Dataset entries Start Marker
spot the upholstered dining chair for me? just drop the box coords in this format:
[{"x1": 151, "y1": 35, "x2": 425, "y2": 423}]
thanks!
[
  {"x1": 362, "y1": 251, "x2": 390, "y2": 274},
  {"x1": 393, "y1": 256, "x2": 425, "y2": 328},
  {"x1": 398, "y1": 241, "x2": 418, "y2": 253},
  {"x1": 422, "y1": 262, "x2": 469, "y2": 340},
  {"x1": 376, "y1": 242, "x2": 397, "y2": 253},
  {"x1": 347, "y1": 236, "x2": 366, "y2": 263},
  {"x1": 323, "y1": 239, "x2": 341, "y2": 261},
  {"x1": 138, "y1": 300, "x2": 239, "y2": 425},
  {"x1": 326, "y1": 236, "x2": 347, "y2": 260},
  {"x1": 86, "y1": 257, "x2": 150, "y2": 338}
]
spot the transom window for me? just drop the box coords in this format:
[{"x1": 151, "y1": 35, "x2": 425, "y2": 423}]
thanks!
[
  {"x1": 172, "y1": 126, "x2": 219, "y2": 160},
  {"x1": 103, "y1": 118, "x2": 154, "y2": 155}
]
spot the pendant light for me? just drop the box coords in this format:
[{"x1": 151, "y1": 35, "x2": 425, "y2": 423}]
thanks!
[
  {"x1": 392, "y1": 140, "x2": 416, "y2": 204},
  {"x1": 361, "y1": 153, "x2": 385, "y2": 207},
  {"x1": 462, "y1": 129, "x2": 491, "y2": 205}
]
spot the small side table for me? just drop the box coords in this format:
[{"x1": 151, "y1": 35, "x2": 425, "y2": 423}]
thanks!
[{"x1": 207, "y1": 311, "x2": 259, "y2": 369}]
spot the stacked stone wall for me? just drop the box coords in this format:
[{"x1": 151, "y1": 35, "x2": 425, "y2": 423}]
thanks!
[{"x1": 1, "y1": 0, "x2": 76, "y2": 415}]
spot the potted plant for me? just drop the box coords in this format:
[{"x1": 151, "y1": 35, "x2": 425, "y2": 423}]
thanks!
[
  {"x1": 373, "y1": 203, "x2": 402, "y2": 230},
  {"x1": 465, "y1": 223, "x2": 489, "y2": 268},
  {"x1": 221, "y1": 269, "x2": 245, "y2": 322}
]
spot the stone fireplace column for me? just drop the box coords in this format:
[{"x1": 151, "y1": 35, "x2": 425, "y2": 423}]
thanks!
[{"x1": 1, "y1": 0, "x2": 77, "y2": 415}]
Dataset entries End Marker
Your objective: Nothing but the lines from the one with "spot the stone" through the end of the data above should be reproduced, each exactly, both ends included.

The answer:
spot the stone fireplace column for me? just drop the box coords in this format:
[{"x1": 151, "y1": 35, "x2": 425, "y2": 423}]
thanks!
[{"x1": 1, "y1": 0, "x2": 77, "y2": 415}]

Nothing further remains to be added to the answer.